With that, the bare Nesbitt toes were twinkling off down the stairs to the recording studio and our project had five big names logged and one to go. They had been a fascinating, surprising and universally enthusiastic collection. But the last was to be perhaps the most surprising of them all. Someone who had ridden more than anyone but Dettori, who had been to the races since long before he was born, who was, (as if) it were possible, even more famous than the others could be. As we slid through the small sleepy Surrey villages in the hidden rural spaces just north east of Gatwick on Wednesday morning we were to discover, and you will have to pardon the quite irresistible use of the phrase, to discover “that there is nothing like a Dame”.

Judy Dench, Companion of Honour, Dame of the British Empire and actress supreme, used to ride with her mother during her Yorkshire childhood.  A pony she rode called Jimmy specialised in rolling in the mud at the end of the lane, another called Brandysnap galloped (off) out of the arena during a show class at Whitwell on the Hill and it took the doctor’s daughter nearly two miles to stop him.  But if you really want to win a Turf Trivia competition you need to ask where Dame Judy backed her first winner. They will never guess. It was at Chantilly.
“I had a French sister in law who married into the Cunninghams, a French racing family,” she said sitting in her abundant garden. “After the war we travelled over there and went racing and my father allowed me to have a bet. It was on a horse called Romany which was the name of my cat and it came in and I won a considerable amount of money. I just love it. I love racing.”

◇ ◇ ◇ ◇ ◇ ◇ ◇

Answer these questions from the passage:
(a) How many big names had the project logged before the last one?
(b) What was the name of the pony that galloped out of the arena during a show class at Whitwell on the Hill?
(c) What was the name of the horse Dame Judy bet on when she backed her first winner?

» **Some rows**
◇ ◇ ◇ ◇ ◇ ◇ ◇

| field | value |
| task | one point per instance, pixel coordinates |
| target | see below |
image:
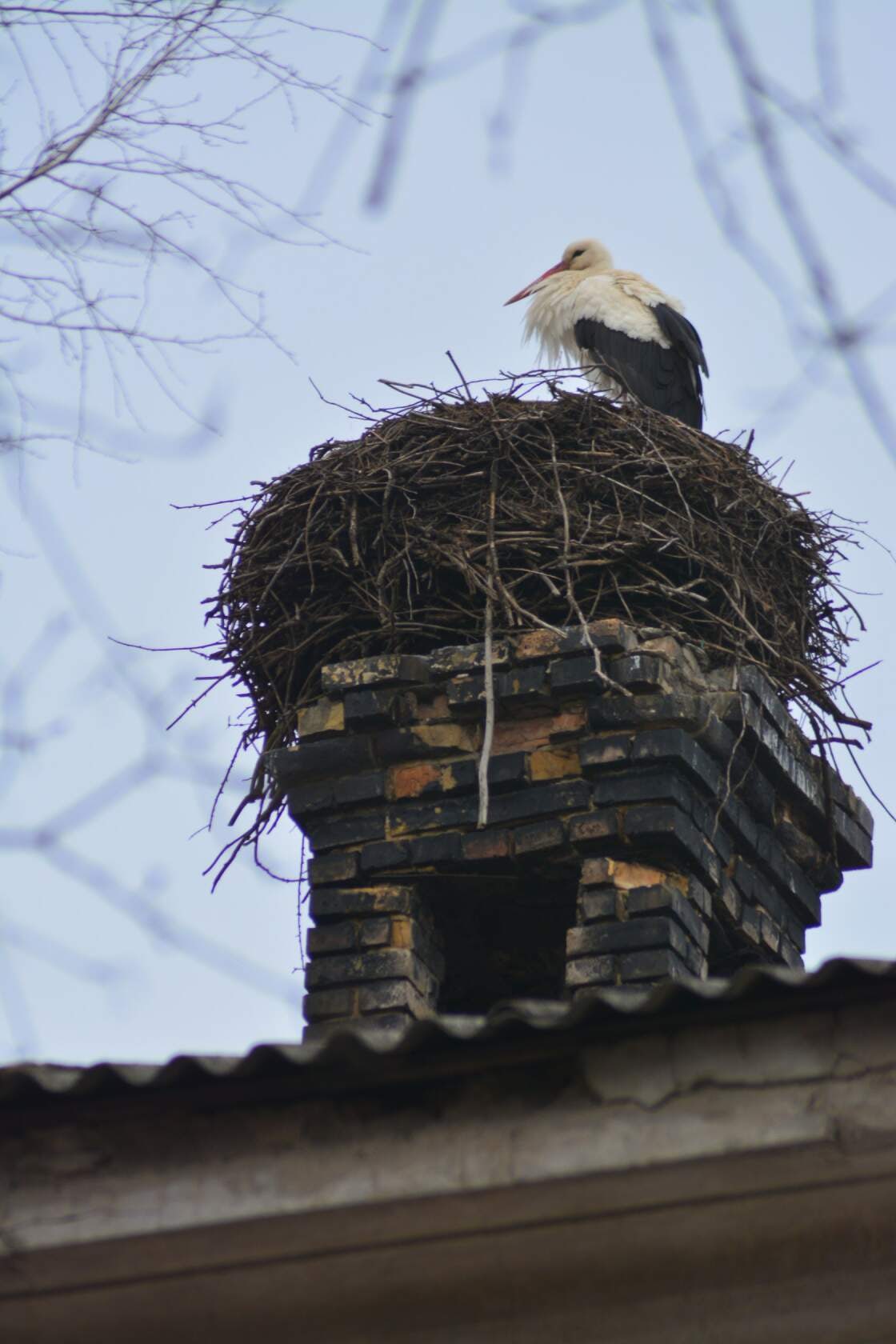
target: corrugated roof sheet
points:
(367, 1054)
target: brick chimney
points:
(646, 818)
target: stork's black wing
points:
(666, 379)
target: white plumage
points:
(630, 338)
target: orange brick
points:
(516, 733)
(486, 844)
(402, 932)
(555, 761)
(409, 781)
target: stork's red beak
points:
(524, 294)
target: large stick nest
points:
(554, 511)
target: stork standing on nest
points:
(629, 336)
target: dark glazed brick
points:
(522, 686)
(670, 831)
(330, 938)
(362, 968)
(330, 1003)
(334, 756)
(538, 798)
(658, 964)
(443, 848)
(540, 835)
(330, 869)
(360, 788)
(382, 670)
(466, 691)
(383, 854)
(577, 675)
(668, 901)
(370, 709)
(594, 827)
(314, 796)
(482, 846)
(351, 828)
(590, 970)
(629, 936)
(656, 785)
(506, 770)
(395, 746)
(445, 814)
(640, 672)
(597, 905)
(359, 902)
(633, 711)
(389, 995)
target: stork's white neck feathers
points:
(619, 328)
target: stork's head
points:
(586, 254)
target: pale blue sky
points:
(594, 150)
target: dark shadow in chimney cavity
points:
(504, 936)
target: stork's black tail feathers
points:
(664, 379)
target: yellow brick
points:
(536, 644)
(401, 934)
(554, 762)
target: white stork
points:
(629, 336)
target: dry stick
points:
(488, 733)
(490, 721)
(574, 602)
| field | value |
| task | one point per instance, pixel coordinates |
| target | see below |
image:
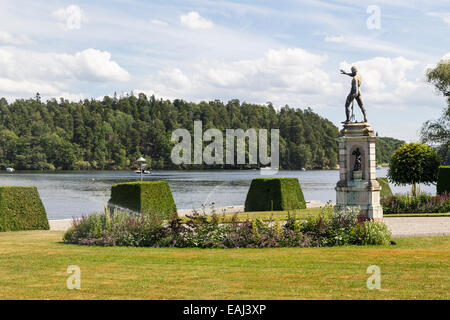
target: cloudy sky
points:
(285, 52)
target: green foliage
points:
(443, 184)
(423, 203)
(274, 194)
(148, 197)
(385, 146)
(440, 77)
(414, 163)
(21, 208)
(340, 228)
(385, 188)
(437, 131)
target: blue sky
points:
(286, 52)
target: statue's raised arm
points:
(355, 93)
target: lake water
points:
(75, 193)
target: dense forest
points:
(114, 132)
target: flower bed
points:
(327, 229)
(423, 203)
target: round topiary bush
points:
(148, 197)
(275, 194)
(443, 184)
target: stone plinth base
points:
(358, 188)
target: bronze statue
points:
(357, 165)
(355, 93)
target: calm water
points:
(72, 194)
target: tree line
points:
(114, 132)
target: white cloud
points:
(70, 18)
(95, 65)
(286, 76)
(337, 39)
(445, 16)
(372, 44)
(386, 83)
(159, 23)
(193, 20)
(9, 38)
(24, 72)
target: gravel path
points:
(418, 226)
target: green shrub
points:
(149, 197)
(21, 208)
(385, 188)
(202, 231)
(371, 233)
(443, 184)
(276, 194)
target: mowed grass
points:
(33, 265)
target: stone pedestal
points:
(358, 186)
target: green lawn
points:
(33, 266)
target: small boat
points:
(143, 172)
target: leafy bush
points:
(21, 208)
(412, 164)
(202, 231)
(443, 184)
(145, 197)
(385, 188)
(423, 203)
(276, 194)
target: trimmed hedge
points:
(21, 208)
(145, 197)
(385, 188)
(274, 194)
(443, 184)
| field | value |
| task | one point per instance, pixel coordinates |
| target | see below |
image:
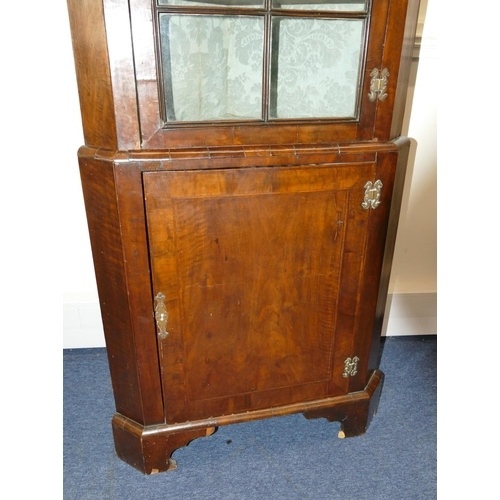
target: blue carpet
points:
(282, 458)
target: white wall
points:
(412, 308)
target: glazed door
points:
(260, 272)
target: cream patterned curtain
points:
(213, 67)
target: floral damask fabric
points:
(216, 66)
(213, 67)
(318, 67)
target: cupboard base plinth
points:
(149, 448)
(354, 416)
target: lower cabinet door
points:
(256, 274)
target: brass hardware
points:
(372, 194)
(350, 367)
(378, 85)
(161, 315)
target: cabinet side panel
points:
(131, 383)
(390, 242)
(88, 34)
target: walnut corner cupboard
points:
(242, 173)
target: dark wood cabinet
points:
(242, 187)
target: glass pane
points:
(335, 5)
(214, 3)
(315, 67)
(212, 67)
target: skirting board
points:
(406, 314)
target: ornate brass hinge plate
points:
(161, 315)
(350, 367)
(372, 194)
(378, 85)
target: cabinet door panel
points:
(251, 262)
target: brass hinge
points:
(378, 84)
(161, 315)
(350, 367)
(372, 194)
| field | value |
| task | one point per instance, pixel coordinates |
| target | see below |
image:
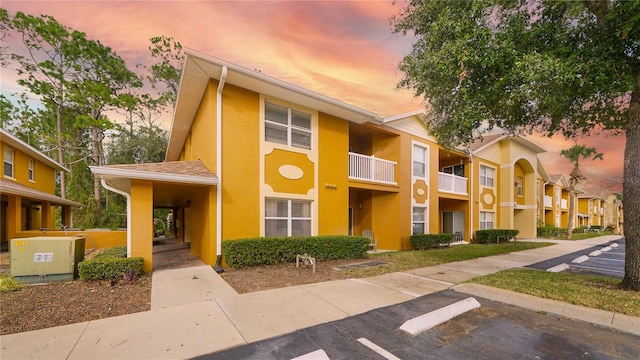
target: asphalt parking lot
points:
(493, 331)
(607, 259)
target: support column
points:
(14, 216)
(142, 222)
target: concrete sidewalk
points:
(195, 312)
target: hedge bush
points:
(428, 241)
(108, 267)
(492, 235)
(276, 250)
(550, 231)
(117, 251)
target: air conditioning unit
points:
(46, 259)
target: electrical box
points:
(46, 259)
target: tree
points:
(574, 154)
(539, 65)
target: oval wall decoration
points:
(291, 172)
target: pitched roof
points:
(15, 188)
(181, 172)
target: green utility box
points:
(46, 259)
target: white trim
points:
(15, 142)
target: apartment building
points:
(27, 189)
(252, 156)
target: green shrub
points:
(494, 235)
(550, 231)
(109, 267)
(428, 241)
(117, 251)
(276, 250)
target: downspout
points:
(223, 78)
(471, 185)
(128, 197)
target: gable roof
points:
(36, 154)
(183, 172)
(199, 68)
(490, 139)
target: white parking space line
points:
(580, 259)
(315, 355)
(378, 349)
(599, 269)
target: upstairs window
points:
(8, 162)
(287, 126)
(486, 176)
(31, 170)
(420, 161)
(284, 217)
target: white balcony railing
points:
(371, 168)
(452, 183)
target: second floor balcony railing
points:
(452, 183)
(371, 168)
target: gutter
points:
(128, 197)
(223, 78)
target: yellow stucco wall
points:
(241, 158)
(141, 224)
(333, 164)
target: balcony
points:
(452, 183)
(371, 168)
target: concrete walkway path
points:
(195, 312)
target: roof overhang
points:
(8, 187)
(36, 154)
(182, 172)
(199, 68)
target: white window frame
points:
(520, 186)
(32, 170)
(424, 221)
(289, 218)
(290, 127)
(484, 178)
(9, 163)
(484, 221)
(416, 149)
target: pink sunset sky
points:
(343, 49)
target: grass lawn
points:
(407, 260)
(592, 291)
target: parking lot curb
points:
(620, 322)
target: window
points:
(457, 170)
(31, 170)
(285, 217)
(519, 183)
(486, 220)
(486, 176)
(419, 221)
(420, 157)
(8, 162)
(286, 126)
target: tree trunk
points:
(631, 193)
(95, 156)
(572, 209)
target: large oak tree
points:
(567, 67)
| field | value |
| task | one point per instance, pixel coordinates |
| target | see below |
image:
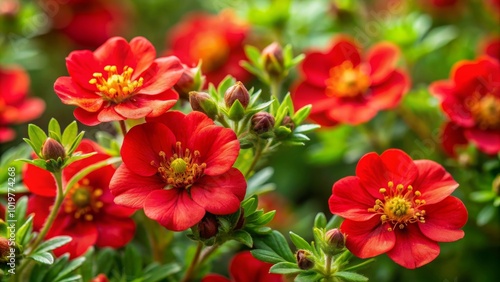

◇ ◇ ◇ ◇ ◇ ◇ ◇

» **Written response**
(a) Five
(b) Brandysnap
(c) Romany